REQUIREMENT:
Can you reproduce, line for line and unchanged, the part of the data that opens with the line containing "Where is each instance of the cap" and closes with the line containing "point(643, 68)", including both of those lines?

··· DATA LISTING ···

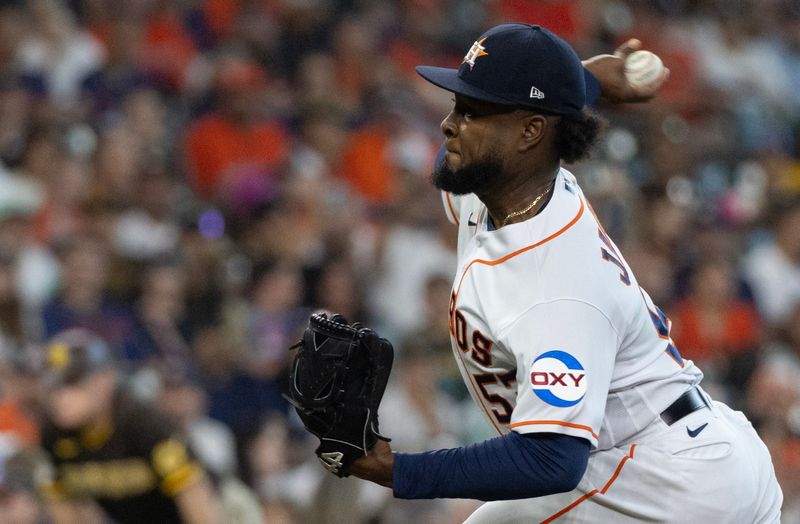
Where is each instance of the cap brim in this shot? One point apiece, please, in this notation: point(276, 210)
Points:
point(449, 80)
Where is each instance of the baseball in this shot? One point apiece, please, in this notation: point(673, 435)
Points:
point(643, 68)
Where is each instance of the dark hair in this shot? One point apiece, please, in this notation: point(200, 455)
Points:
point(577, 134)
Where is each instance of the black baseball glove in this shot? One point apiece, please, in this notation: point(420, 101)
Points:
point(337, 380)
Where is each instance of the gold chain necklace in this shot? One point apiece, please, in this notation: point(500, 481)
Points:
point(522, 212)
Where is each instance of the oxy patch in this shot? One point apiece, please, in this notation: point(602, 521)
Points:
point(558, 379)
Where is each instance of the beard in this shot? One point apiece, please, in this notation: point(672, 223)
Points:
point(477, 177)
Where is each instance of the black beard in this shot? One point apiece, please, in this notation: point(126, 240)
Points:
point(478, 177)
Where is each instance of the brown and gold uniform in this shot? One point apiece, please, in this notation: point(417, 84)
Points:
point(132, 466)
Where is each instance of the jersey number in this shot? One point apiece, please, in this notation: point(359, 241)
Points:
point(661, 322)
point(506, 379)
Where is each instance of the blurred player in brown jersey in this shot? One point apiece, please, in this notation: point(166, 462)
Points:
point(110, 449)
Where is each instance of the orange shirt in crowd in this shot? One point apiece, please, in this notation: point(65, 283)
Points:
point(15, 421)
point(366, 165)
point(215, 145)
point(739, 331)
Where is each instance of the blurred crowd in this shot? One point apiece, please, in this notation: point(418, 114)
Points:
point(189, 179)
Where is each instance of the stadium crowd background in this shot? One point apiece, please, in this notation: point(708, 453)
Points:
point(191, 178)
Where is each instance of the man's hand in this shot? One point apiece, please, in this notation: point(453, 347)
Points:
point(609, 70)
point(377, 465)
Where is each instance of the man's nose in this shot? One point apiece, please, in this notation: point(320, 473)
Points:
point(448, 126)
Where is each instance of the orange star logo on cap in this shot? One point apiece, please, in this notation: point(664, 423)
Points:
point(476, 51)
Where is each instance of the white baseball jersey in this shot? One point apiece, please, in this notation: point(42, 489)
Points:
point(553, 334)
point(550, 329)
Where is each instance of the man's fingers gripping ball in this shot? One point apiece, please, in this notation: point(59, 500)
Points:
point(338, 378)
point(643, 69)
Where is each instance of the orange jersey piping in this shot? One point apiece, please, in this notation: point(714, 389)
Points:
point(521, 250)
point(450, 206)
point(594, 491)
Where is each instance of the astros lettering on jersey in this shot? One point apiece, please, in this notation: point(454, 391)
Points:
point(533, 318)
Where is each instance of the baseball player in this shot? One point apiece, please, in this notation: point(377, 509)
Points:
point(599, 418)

···
··· DATA LISTING ···

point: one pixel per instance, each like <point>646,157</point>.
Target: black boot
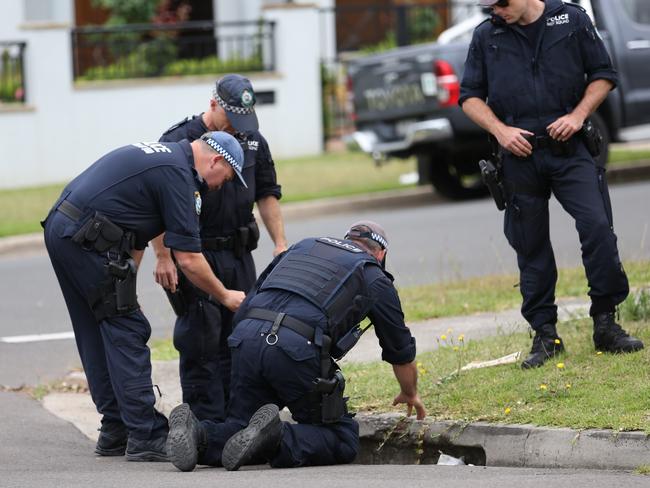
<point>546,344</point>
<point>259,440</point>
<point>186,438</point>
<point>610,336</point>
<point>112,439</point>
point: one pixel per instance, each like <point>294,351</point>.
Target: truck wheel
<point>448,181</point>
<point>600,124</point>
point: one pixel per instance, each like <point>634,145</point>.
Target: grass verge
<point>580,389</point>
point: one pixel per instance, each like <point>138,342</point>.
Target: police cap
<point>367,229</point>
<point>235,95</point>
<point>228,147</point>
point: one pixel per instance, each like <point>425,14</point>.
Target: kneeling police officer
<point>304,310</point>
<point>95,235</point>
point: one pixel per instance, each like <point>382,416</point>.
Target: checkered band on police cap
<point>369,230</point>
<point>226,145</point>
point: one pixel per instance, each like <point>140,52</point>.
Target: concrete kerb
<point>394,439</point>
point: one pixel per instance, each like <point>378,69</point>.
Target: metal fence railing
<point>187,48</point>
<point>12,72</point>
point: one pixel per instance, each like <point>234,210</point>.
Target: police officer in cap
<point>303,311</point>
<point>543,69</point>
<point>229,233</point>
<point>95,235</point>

···

ANSWER TO THE TASK:
Where is each instance of the cap brim in this shot? One point apiece, please, in this notation: point(276, 210)
Points:
point(449, 80)
Where is each instance of the baseball in this shot? One point apiece, please, in this notation: point(673, 435)
Points:
point(643, 68)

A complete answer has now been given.